▶ _Task item_:
Report back each line of the data that contains the word "grille".

---- Data shown

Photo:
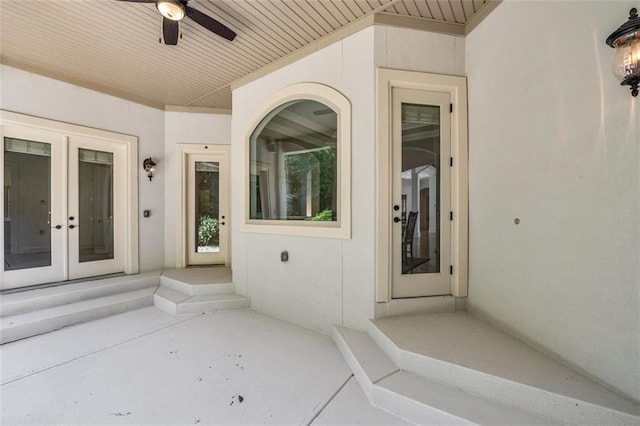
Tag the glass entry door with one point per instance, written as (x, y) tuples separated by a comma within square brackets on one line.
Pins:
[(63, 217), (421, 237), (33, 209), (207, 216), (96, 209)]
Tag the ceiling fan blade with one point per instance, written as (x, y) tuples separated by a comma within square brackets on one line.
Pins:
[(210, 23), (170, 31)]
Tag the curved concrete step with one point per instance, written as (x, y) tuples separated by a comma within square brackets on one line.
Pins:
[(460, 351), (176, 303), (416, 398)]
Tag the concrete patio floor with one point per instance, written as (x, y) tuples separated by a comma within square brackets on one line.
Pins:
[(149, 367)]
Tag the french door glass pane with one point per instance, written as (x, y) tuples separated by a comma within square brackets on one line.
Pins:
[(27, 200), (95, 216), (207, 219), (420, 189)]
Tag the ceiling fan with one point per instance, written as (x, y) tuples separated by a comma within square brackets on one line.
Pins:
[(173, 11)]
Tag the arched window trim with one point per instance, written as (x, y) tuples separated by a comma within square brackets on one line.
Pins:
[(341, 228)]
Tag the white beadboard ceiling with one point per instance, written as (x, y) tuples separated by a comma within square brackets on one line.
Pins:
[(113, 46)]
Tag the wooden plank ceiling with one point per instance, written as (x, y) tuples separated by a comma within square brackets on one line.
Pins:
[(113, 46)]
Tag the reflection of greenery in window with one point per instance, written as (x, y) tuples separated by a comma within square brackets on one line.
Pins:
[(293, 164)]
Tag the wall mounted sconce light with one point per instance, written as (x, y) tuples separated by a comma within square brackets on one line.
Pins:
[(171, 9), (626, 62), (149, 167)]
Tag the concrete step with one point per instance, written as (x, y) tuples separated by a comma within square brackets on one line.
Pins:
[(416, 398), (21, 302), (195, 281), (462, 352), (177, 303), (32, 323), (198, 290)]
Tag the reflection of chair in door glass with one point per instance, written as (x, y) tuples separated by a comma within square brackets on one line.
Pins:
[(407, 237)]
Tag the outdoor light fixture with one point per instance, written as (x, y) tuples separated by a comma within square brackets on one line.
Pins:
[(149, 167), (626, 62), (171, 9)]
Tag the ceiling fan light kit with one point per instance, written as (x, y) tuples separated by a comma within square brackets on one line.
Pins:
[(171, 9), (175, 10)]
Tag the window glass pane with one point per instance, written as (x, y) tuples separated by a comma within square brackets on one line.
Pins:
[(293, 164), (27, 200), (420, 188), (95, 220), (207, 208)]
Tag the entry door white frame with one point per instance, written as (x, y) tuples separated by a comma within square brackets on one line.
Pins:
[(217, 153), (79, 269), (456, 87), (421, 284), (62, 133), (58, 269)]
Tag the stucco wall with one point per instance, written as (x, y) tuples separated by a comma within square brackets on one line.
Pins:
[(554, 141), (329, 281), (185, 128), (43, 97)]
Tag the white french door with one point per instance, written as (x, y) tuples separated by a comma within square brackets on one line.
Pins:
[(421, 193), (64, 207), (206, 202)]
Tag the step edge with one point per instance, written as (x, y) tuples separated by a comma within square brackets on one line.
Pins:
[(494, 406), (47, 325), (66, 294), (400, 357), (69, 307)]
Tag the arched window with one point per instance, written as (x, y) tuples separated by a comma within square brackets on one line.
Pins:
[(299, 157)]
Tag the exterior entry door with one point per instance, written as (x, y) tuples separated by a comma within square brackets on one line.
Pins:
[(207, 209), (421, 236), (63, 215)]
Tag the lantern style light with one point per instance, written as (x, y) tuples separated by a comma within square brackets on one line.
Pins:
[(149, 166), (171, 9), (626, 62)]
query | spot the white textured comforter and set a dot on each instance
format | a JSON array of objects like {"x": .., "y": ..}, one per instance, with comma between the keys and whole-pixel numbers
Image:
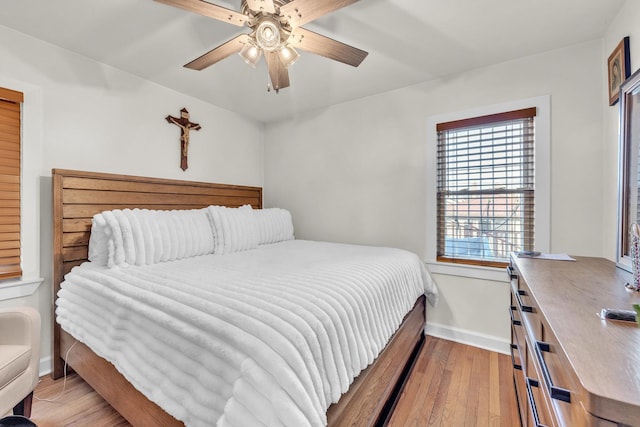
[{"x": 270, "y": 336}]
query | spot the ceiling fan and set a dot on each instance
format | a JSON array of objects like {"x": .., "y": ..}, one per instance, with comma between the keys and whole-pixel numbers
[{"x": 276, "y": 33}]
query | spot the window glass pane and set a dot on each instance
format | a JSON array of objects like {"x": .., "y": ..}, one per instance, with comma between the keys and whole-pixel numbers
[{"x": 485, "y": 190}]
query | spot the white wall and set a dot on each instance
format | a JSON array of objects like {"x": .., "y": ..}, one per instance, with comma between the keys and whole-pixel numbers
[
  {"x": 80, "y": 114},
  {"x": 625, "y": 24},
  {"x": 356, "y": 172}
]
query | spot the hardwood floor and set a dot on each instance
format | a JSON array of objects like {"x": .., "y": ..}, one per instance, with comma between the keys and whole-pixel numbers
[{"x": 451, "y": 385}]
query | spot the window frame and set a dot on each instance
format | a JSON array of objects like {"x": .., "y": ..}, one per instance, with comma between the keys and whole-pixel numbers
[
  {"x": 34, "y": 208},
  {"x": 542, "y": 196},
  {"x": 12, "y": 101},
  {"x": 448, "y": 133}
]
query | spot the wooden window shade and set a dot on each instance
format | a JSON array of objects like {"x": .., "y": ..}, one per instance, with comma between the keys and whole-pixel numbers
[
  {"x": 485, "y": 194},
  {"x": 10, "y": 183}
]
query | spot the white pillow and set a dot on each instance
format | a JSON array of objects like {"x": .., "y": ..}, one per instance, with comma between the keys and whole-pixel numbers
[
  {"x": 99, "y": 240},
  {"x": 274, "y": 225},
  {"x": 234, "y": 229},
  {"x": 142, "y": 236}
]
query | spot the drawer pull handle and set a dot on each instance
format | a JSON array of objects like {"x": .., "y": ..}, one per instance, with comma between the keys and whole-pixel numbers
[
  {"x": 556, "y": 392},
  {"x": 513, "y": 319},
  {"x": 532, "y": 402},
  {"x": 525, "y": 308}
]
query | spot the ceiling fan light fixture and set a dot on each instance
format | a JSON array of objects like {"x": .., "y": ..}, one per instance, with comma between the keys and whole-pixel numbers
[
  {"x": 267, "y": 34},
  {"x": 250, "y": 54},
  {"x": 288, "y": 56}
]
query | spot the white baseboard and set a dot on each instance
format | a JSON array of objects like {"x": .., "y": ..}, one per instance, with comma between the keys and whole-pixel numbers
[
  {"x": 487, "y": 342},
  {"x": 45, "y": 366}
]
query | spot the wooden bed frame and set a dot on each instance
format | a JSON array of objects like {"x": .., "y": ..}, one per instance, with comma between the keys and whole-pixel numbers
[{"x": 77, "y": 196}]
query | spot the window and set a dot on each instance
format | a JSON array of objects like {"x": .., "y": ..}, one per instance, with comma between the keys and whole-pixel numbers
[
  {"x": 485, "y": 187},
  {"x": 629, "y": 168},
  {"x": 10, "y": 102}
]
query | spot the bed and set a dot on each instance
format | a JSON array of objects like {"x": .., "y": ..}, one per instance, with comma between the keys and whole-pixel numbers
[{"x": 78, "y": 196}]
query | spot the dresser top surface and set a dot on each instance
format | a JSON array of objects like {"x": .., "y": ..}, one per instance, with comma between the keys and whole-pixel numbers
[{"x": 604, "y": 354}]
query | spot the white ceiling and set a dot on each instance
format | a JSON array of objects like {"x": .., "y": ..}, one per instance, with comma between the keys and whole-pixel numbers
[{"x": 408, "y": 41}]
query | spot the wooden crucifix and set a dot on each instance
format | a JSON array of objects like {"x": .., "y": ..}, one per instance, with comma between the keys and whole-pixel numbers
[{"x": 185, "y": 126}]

--------
---- Data shown

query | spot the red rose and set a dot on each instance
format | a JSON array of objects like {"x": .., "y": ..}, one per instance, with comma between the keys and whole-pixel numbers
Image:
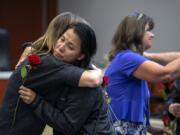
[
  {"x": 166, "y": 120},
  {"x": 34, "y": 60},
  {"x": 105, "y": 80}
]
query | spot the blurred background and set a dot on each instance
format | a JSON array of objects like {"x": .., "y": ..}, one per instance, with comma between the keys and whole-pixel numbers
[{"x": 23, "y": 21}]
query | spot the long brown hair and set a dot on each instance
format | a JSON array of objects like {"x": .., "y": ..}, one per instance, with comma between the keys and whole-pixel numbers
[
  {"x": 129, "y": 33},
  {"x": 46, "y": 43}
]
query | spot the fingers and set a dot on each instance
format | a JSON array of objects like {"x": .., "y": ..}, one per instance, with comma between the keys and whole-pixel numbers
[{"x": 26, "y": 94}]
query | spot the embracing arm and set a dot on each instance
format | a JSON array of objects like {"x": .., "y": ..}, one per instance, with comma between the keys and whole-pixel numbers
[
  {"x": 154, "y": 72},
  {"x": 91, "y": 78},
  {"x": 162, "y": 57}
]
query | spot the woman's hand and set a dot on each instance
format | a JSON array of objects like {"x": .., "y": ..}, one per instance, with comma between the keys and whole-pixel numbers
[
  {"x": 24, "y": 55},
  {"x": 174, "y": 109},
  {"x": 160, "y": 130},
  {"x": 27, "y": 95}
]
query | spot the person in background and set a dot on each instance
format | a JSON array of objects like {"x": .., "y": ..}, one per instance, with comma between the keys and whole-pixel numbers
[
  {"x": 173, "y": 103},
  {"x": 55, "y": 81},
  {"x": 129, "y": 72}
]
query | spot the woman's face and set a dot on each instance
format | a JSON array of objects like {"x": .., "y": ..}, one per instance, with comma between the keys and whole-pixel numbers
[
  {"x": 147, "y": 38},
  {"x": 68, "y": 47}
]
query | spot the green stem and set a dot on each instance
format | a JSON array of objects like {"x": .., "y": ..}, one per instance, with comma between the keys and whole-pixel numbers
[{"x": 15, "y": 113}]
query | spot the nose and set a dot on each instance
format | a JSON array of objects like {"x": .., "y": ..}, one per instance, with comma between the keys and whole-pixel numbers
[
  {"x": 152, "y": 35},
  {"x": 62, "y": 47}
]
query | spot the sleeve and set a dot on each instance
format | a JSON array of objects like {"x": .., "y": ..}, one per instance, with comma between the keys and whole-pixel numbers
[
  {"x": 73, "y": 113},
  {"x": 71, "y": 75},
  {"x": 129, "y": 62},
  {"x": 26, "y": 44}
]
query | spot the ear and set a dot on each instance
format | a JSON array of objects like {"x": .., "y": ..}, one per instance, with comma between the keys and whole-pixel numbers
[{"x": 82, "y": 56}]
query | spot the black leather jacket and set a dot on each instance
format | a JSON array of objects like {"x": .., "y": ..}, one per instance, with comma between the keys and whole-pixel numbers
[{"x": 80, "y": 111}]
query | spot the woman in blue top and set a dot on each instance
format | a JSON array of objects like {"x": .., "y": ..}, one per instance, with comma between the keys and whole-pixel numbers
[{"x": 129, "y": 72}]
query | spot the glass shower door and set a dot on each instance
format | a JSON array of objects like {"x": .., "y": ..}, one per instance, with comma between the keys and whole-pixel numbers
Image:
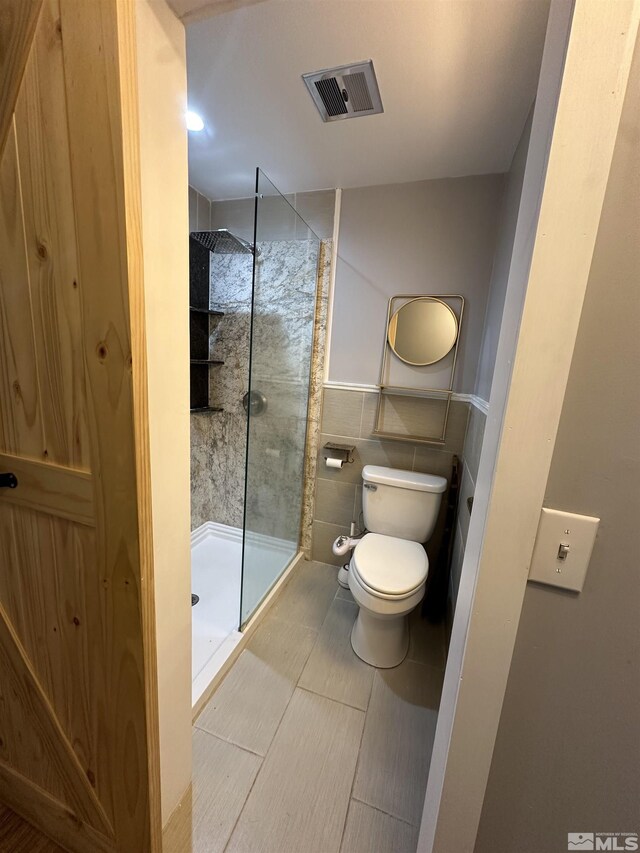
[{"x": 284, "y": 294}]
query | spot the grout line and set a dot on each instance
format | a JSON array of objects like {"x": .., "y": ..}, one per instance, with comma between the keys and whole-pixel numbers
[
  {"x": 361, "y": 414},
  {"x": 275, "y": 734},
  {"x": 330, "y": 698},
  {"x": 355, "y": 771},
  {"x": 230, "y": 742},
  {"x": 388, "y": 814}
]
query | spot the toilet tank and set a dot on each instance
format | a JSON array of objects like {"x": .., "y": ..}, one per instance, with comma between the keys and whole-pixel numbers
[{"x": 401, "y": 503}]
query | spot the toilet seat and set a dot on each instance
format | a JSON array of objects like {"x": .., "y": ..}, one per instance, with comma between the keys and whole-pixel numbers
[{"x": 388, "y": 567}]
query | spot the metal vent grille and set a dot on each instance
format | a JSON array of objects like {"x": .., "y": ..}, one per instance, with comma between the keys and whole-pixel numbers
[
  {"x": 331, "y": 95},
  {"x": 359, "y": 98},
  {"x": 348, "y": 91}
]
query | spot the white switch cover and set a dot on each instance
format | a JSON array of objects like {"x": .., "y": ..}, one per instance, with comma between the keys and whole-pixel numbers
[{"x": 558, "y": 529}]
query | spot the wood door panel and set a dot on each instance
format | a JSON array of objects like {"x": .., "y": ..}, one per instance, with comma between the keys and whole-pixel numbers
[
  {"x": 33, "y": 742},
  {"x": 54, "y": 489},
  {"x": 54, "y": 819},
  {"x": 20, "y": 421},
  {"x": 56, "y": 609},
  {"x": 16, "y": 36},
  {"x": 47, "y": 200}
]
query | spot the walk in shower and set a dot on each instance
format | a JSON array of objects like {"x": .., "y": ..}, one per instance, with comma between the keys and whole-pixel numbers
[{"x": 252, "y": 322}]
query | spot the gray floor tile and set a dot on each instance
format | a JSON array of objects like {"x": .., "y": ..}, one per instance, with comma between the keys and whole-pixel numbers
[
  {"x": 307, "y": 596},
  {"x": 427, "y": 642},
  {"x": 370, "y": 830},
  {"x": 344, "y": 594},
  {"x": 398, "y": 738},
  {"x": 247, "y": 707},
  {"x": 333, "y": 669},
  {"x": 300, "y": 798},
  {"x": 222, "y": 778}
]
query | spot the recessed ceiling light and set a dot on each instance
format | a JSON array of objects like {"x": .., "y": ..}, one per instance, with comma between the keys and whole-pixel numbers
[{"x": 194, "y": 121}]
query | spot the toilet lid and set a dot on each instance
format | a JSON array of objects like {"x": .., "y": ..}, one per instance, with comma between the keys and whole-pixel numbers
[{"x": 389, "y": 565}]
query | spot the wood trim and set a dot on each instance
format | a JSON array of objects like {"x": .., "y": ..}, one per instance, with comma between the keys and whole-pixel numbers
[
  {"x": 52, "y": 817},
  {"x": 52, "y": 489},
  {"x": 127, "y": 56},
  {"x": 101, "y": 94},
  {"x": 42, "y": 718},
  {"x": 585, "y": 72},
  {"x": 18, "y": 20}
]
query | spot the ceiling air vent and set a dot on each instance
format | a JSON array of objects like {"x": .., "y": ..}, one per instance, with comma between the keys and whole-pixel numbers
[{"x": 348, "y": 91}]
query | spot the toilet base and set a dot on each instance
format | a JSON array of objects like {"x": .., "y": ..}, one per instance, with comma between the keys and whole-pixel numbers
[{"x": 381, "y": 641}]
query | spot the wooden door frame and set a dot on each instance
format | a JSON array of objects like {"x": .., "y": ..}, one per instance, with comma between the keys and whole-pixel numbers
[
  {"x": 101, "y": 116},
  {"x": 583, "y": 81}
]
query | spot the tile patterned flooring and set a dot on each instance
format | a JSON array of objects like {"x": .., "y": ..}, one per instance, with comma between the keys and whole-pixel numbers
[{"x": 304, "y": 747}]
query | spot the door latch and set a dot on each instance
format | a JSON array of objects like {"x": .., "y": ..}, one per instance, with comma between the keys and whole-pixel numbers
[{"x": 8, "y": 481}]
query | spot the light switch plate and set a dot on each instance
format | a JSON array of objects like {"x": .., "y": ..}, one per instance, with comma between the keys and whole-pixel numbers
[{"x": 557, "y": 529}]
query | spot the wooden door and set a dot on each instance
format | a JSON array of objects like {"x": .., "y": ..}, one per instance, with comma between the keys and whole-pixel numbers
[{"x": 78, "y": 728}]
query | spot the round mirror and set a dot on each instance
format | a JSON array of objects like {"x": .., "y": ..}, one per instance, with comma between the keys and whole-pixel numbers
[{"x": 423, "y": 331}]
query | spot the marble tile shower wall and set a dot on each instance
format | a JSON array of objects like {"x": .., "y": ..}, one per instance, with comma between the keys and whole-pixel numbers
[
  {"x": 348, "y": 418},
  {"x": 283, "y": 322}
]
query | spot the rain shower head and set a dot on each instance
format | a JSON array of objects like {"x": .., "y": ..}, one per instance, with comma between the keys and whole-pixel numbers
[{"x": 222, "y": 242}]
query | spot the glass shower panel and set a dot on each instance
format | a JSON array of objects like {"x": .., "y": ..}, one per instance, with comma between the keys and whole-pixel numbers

--------
---- Data shown

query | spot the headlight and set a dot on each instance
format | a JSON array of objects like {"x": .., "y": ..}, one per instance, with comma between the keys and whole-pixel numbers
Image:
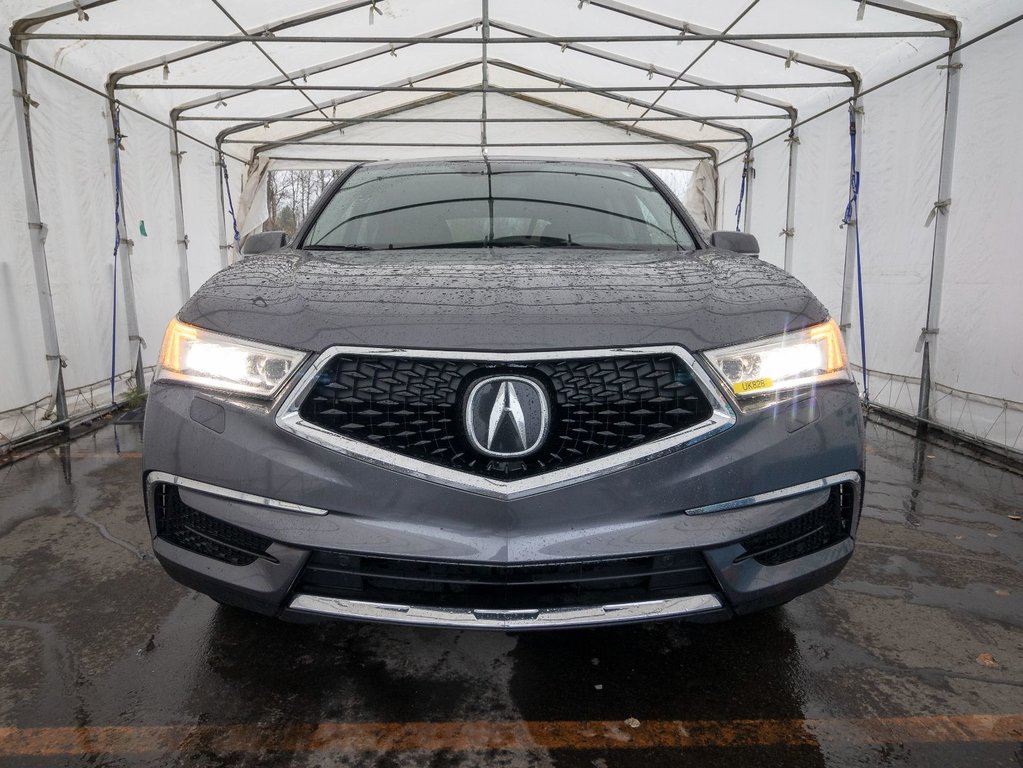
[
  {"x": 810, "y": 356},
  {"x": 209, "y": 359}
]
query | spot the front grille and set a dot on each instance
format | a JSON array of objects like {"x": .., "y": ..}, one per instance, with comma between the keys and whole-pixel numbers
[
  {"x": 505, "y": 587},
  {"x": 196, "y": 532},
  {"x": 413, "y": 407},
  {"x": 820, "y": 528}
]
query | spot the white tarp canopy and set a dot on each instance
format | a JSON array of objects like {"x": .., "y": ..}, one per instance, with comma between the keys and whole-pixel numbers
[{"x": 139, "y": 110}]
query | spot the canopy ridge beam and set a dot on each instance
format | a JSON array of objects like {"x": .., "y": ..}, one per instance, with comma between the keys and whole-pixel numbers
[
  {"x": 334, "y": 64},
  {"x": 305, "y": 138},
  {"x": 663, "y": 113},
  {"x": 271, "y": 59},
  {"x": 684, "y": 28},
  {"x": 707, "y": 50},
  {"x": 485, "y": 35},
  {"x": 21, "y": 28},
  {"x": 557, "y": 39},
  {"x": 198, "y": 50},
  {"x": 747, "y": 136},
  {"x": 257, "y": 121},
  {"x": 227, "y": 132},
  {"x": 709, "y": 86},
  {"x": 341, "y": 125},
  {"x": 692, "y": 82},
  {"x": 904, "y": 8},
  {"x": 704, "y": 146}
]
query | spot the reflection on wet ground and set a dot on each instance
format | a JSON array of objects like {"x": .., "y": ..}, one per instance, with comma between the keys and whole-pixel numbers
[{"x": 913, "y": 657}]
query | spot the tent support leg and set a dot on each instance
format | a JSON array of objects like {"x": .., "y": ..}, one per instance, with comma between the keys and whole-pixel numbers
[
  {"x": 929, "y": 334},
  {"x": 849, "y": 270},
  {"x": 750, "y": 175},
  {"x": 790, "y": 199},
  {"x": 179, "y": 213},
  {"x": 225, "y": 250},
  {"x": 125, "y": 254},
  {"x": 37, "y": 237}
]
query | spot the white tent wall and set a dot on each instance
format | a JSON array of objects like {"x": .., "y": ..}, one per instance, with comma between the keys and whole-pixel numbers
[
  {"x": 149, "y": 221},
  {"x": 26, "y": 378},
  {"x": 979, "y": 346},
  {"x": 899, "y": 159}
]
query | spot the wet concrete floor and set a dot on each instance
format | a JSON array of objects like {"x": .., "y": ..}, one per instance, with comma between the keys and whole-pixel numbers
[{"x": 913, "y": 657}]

--------

▶ _Solution below_:
query | spot the metal vent grille and set a dot on each instance
query | spot the front grille and set a dot on each instance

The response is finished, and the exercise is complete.